## What you need to do
Pull out every line in the entries below that contains the string "soil". Treat uppercase and lowercase as different.

------------------------

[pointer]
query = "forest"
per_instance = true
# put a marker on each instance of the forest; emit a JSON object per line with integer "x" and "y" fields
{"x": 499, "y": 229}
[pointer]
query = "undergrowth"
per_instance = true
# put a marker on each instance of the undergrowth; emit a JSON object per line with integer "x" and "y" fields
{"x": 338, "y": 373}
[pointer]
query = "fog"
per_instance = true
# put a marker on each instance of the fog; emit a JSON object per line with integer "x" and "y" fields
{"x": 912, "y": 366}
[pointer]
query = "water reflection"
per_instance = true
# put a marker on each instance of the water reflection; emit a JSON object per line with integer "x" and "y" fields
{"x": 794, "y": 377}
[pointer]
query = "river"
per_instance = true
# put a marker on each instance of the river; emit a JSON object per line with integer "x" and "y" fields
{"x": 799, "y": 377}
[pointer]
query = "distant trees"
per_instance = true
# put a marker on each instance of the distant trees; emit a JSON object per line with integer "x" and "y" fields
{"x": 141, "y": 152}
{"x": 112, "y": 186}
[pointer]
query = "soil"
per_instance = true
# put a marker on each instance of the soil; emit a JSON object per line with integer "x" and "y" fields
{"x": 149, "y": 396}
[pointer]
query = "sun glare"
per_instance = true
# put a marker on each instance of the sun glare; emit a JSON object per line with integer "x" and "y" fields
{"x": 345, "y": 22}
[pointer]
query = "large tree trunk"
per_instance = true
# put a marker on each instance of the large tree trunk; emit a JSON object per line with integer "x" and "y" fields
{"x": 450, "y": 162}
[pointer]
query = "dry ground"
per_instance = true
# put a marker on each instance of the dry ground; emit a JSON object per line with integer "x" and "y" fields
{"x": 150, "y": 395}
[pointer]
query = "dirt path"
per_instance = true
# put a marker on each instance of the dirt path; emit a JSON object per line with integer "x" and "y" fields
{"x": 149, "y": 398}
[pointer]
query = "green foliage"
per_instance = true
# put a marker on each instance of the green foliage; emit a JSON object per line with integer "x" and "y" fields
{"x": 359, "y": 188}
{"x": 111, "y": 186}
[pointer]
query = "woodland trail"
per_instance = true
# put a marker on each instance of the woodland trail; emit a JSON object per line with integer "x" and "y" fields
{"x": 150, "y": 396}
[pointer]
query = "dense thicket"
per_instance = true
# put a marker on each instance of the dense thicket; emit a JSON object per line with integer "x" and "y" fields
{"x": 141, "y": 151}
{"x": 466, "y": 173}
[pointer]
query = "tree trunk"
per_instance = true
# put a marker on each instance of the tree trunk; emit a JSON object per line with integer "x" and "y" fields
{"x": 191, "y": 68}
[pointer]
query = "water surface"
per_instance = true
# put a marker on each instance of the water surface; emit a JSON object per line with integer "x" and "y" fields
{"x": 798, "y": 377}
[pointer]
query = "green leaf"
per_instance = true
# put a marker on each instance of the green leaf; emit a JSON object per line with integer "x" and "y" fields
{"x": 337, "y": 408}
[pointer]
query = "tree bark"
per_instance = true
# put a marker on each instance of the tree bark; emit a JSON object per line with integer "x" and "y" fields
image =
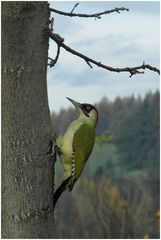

------------------------

## Solved problem
query = "soil"
# put a marker on each instance of the soil; emit a JSON object per line with integer "x" and "y" fields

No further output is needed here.